Profitant de la situation, un collègue qui m'avait ouvertement critiqué à diverses reprises s’est exprimé dans diverses émissions télévisées, en insistant lourdement sur la question. Quelle est donc ma position en pareils cas ? Premièrement, je ne réponds pas à toutes les provocations, parce qu’à mon avis, cela peut s’avérer déroutant, notamment quand vos détracteurs sont membres de votre propre parti. Deuxièmement, ma proposition pour mon parti, le PRD, veut que la formation et l'éducation – à commencer par celle des dirigeants – se fondent sur le respect des femmes au sein du parti. En d'autres termes, nous devons promouvoir une vraie formation politique si nous voulons un parti véritablement démocratique.
Le second exemple que j’évoquerai est un épisode fabriqué de toutes pièces au cours duquel un politicien aurait dit qu’il voulait venir « m’attraper la jambe ». Bien qu’il ait usé d’une métaphore politique, il s’est exprimé en public et dans les médias, notamment à la télévision. En raison de l’écho qu’ont eu ces propos peu heureux, j'ai été contrainte de le traiter, en réponse, de « cherche-bagarre de taverne ».
J'ai employé cette expression parce qu'il avait dénigré mon travail institutionnel, en insinuant des propos sexistes, et il est évident que je dois exiger le respect, même si ce respect se fait à mes dépens. Le ton de ma réponse en a contrarié certains. Il n’en demeure pas moins que j'ai été contrainte de m’affirmer et d’obtenir le respect de l’ensemble des forces politiques, notamment parce que mon travail m’impose de contrôler l'équilibre des forces en présence et du débat. Je ne pouvais tout de même pas les laisser me rabaisser de la sorte, n'est-ce pas? Si on s’acharne sur moi, c’est parce que je suis une femme. Je n'ai jamais entendu un des gouverneurs du PRD qui, réunis avec Felipe Calderón, lui aient dit qu’ils voulaient lui attraper la jambe. Honnêtement, j’estime que l'attitude envers le travail que j’effectue au sein de la Chambre des députés est des plus déplorable et dénigrante.
iKNOW Politics: Forte de votre expérience, que considérez-vous comme la meilleure stratégie pour intégrer les hommes aux processus visant à promouvoir l'égalité des sexes, notamment en termes de participation à la politique?
Une des options stratégiques est la légalité. On pourrait ainsi renvoyer expressément, dans un article spécifique de la Constitution (l’article 3, qui traite de l'enseignement primaire et secondaire), à la culture de la légalité, à la culture du respect des droits des femmes et à l'égalité des sexes. Cette question devrait être traitée à l’école et au sein de la famille. Nous vivons dans une culture machiste, qui considère comme « normal » que ce soient les filles, et non les garçons, qui accomplissent les tâches domestiques. J’estime qu’il faut changer les choses, d’abord en se fondant sur la loi, mais également en éduquant les personnes qui travaillent avec nos enfants, c’est-à-dire les enseignants à l’école, à l’université, au lycée.
══════════════════════════════
» **Consignes de l'exercice**:
(1) D'après le texte fourni, de quoi la personne qui s'exprime a-t-elle traité le politicien qui voulait « m’attraper la jambe » ?
(2) Recopiez du texte fourni le passage qui va de « iKNOW Politics: Forte » jusqu'à « à la politique? » inclus.
Les items n'ont aucun rôle dans cet exercice.

» **Items fournis**:
══════════════════════════════
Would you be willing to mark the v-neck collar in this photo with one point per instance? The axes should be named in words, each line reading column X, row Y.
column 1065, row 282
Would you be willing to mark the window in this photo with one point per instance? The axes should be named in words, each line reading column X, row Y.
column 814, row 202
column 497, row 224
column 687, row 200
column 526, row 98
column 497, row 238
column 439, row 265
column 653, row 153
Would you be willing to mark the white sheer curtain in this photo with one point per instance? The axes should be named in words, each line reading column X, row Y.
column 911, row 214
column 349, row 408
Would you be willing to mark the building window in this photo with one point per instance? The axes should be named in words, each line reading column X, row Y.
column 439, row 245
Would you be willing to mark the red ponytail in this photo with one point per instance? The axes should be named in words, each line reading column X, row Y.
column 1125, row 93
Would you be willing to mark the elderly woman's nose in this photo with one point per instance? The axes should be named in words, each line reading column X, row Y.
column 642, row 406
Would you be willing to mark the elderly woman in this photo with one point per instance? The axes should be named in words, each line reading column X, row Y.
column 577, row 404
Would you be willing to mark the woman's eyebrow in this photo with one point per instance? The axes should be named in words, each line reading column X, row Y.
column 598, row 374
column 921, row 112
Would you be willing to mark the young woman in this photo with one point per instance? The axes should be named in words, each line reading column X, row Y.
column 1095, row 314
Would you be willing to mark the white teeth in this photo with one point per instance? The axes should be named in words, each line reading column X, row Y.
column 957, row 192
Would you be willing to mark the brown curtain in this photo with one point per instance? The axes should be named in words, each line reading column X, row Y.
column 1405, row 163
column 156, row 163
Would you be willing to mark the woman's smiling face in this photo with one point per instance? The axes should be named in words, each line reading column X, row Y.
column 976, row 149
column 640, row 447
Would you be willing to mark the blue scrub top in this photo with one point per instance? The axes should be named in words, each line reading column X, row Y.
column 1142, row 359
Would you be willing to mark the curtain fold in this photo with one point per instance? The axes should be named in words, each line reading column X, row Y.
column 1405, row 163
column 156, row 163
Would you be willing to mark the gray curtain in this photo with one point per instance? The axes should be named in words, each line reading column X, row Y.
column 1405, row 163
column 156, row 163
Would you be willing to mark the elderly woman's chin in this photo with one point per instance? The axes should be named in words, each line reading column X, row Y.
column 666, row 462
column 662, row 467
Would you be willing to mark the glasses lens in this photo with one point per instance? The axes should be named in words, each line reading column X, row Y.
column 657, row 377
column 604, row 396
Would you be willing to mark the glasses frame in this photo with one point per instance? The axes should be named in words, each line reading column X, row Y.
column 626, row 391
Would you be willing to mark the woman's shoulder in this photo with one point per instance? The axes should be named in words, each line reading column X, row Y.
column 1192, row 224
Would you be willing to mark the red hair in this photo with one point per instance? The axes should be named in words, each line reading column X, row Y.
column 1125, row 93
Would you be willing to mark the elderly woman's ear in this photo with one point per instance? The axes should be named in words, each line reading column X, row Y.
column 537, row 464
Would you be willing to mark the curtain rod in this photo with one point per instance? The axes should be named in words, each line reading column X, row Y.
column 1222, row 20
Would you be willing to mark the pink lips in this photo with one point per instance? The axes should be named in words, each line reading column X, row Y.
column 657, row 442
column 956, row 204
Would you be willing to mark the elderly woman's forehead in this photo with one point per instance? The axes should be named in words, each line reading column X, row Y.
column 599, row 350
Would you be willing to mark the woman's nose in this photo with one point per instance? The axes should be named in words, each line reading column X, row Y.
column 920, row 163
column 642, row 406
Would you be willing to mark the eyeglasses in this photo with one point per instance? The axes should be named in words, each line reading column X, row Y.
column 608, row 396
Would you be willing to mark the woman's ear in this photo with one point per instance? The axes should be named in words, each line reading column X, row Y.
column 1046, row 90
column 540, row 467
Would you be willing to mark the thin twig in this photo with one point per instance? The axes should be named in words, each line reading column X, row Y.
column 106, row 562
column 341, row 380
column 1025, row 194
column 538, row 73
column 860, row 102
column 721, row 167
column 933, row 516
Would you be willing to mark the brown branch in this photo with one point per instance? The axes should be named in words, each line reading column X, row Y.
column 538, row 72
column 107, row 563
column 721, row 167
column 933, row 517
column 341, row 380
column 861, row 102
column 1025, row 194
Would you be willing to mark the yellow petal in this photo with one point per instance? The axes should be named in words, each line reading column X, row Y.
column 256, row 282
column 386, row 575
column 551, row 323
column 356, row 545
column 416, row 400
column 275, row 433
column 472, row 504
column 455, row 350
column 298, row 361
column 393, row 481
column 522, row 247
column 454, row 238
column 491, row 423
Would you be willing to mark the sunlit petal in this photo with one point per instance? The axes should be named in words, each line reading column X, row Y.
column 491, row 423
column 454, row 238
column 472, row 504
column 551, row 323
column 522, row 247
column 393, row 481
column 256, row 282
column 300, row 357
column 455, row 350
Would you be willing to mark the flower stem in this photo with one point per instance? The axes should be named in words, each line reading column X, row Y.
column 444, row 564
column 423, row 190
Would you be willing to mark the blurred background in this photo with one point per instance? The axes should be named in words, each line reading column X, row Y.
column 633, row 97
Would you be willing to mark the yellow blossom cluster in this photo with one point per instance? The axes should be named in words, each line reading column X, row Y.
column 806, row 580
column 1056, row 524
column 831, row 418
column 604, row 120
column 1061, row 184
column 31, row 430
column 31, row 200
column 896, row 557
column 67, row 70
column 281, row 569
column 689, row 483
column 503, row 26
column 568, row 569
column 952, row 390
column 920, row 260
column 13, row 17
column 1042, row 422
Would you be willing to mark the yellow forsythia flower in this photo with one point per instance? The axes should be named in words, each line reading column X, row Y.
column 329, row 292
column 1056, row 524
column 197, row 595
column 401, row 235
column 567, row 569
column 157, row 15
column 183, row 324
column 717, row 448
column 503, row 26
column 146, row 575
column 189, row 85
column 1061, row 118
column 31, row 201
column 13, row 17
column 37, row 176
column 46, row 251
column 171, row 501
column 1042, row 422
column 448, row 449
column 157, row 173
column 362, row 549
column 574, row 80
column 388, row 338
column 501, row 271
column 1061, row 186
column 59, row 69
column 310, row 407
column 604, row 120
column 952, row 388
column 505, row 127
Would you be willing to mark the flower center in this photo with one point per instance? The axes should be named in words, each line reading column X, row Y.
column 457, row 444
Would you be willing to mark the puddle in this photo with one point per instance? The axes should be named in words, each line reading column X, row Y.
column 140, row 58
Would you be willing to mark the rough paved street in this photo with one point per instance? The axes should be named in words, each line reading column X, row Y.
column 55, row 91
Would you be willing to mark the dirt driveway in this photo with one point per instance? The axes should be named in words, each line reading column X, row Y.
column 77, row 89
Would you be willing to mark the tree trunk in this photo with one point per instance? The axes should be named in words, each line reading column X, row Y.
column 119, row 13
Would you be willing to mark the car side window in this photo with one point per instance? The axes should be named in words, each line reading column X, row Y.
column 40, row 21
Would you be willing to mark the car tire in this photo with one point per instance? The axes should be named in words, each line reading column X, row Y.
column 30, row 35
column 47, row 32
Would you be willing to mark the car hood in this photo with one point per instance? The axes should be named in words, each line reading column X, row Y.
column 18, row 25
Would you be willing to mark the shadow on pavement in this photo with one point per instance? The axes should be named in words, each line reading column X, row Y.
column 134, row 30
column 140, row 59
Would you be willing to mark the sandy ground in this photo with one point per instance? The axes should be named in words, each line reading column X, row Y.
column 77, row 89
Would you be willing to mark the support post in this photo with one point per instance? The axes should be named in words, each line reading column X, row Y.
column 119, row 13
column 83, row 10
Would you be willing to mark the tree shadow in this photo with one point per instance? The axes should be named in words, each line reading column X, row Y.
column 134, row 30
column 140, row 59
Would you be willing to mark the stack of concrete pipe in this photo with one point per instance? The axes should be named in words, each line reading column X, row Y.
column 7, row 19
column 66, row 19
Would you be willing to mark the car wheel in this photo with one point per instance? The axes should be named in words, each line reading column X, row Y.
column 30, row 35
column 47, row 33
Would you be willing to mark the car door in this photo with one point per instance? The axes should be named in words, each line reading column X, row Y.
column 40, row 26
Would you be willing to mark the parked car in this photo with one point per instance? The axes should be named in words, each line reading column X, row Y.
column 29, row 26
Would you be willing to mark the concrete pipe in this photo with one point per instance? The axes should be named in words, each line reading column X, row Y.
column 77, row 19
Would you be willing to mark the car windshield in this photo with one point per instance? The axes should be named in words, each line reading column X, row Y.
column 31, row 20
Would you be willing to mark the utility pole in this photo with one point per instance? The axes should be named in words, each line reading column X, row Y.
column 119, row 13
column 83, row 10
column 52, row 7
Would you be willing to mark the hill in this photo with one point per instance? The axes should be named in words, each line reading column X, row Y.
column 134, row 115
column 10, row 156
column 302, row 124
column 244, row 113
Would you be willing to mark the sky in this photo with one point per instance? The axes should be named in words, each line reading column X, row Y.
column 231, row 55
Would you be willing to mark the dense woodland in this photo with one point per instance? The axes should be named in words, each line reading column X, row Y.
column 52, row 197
══════════════════════════════
» **Réponses par tâche**:
(1) De « cherche-bagarre de taverne ».

(2)
iKNOW Politics: Forte de votre expérience, que considérez-vous comme la meilleure stratégie pour intégrer les hommes aux processus visant à promouvoir l'égalité des sexes, notamment en termes de participation à la politique?